◆ Ziel der Übung ◆
Beantworte anhand des Textes über Energiesprong diese Fragen:
1. Wie viel Prozent der CO2-Emissionen in Österreich stammen etwa von Gebäuden?
2. Wie lautet das Wort Energiesprong auf Deutsch?
3. Womit werden die maßgeschneiderten Elemente zum Haus gebracht?

◆ Ausgangstext ◆
Energiesprong – neuer Mantel für alte Häuser

Wie ein neuartiges Konzept aus den Niederlanden die Altbau-Sanierung in Österreich revolutionieren könnte.

Die Elemente für eine neue Gebäudehülle werden vorgefertigt.
©energiesprong.fr

Die Elemente für eine neue Gebäudehülle werden vorgefertigt.

Etwa 10 Prozent der CO2-Emissionen in Österreich stammen von Gebäuden. Das sind rund 8 Millionen Tonnen Kohlendioxid pro Jahr, die durch Heizungs- und Warmwasserbereitungsanlagen verursacht werden. Davon haben Wohngebäude mit rund 7 Millionen Tonnen den größten Anteil. Entsprechend groß ist das Einsparpotenzial im Gebäudesektor.

Für den Klimaschutz ist die energetische Gebäudesanierung von entscheidender Bedeutung. Um die zu beschleunigen, ist in den Niederlanden das Energiesprong-Prinzip entwickelt worden. Energiesprong heißt auf Deutsch Energiesprung. Statt in langwieriger Handarbeit einzelne Dämmplatten anzubringen, wird das Haus mit einer Hülle aus vorgefertigten Elementen ummantelt. Die maßgeschneiderten Elemente werden per Tieflader zum Haus transportiert und wie eine neue Außenhaut über die alte Gebäudehülle gelegt. Dazu kommen standardisierte Haustechnikmodule wie eine Photovoltaikanlage oder ein Wohnraumlüftungssystem mit Wärmerückgewinnung und Wärmepumpe. Im Vergleich zu herkömmlichen Sanierungen dauern die Bauarbeiten nur wenige Wochen. Nach der Sanierung erzeugt das Gebäude über das Jahr gerechnet so viel Energie für Heizung, Warmwasser und Strom, wie es selbst verbraucht.

◆ Bereitgestelltes Material ◆
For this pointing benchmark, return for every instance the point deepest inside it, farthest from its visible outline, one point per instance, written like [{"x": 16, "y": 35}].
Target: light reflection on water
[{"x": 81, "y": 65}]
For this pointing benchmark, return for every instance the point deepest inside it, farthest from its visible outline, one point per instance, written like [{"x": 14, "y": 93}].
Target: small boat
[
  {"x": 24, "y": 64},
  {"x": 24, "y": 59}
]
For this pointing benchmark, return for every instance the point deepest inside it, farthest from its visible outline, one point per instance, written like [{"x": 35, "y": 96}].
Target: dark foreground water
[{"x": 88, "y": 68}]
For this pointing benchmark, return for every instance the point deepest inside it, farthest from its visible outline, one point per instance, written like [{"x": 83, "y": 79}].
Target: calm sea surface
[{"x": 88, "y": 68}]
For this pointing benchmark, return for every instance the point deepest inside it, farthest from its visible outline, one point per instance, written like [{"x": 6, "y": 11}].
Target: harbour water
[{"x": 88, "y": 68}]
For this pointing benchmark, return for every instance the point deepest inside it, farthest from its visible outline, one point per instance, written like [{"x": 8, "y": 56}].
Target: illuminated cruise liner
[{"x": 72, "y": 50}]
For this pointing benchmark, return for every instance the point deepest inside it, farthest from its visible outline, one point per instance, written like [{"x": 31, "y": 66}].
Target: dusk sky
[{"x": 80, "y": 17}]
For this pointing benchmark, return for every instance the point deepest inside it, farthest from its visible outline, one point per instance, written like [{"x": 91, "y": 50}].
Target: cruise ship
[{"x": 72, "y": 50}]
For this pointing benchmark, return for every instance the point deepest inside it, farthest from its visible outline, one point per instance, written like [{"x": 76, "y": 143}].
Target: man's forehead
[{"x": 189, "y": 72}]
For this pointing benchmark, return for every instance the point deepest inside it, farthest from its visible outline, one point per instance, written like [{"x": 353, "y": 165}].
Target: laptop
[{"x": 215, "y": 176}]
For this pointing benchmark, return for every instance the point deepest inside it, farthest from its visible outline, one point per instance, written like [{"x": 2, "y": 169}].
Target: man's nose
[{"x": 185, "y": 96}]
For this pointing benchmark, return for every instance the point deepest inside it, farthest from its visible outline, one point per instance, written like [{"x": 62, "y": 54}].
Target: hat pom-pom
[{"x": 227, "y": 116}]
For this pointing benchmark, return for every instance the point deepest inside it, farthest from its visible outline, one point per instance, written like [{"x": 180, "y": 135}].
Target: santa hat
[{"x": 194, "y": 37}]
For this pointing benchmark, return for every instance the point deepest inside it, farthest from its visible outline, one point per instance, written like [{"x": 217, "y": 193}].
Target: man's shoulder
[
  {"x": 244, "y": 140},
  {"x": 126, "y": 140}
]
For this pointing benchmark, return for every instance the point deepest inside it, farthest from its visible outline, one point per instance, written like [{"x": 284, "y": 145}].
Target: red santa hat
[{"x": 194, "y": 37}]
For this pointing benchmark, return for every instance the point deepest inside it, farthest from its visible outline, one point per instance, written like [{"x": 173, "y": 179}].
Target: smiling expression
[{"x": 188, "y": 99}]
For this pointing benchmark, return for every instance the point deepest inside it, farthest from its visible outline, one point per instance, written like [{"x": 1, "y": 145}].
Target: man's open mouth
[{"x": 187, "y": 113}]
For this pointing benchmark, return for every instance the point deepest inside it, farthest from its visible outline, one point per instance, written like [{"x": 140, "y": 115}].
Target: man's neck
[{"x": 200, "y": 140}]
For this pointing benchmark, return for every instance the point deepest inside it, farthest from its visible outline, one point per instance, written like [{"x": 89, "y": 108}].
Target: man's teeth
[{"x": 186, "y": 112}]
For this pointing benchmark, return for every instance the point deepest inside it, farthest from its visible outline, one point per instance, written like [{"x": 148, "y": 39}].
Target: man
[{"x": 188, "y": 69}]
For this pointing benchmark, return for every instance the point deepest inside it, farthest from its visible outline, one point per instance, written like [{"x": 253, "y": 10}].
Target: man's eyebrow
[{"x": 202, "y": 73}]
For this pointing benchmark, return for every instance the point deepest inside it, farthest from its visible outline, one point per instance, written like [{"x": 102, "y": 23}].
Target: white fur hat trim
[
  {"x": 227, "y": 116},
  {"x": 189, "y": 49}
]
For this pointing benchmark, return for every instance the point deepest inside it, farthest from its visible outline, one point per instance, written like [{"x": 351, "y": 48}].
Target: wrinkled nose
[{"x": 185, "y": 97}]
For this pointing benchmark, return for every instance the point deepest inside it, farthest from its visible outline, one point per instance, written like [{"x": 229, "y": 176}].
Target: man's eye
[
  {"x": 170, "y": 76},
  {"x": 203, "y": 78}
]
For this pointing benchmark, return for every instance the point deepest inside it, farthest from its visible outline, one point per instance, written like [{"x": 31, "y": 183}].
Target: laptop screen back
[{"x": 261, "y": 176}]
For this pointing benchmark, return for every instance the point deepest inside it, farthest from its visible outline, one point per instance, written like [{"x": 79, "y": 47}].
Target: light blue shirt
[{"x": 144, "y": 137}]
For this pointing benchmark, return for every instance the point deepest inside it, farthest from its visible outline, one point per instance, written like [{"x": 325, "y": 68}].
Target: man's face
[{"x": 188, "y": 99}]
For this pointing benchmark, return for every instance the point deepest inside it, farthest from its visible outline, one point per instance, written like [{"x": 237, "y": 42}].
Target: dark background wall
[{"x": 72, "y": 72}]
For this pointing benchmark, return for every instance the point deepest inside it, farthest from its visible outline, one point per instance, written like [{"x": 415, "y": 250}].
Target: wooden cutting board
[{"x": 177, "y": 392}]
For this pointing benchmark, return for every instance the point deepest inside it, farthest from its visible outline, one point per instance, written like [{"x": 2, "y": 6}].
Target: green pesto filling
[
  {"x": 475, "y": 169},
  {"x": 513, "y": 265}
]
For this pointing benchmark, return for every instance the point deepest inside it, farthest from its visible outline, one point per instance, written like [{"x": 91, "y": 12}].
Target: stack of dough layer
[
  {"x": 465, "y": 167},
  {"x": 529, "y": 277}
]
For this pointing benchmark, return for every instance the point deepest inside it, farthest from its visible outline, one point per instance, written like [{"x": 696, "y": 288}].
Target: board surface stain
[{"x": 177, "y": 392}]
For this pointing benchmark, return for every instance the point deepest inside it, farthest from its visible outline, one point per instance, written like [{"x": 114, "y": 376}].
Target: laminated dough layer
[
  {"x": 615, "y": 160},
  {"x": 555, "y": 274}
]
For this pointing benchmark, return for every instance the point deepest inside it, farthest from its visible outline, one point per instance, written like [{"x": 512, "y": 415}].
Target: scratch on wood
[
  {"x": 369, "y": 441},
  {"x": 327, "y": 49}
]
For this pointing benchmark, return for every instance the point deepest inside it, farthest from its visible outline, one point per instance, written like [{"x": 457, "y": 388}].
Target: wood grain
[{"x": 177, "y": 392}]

◆ Vollständige Lösung ◆
1. Etwa 10 Prozent.
2. Energiesprung.
3. Per Tieflader.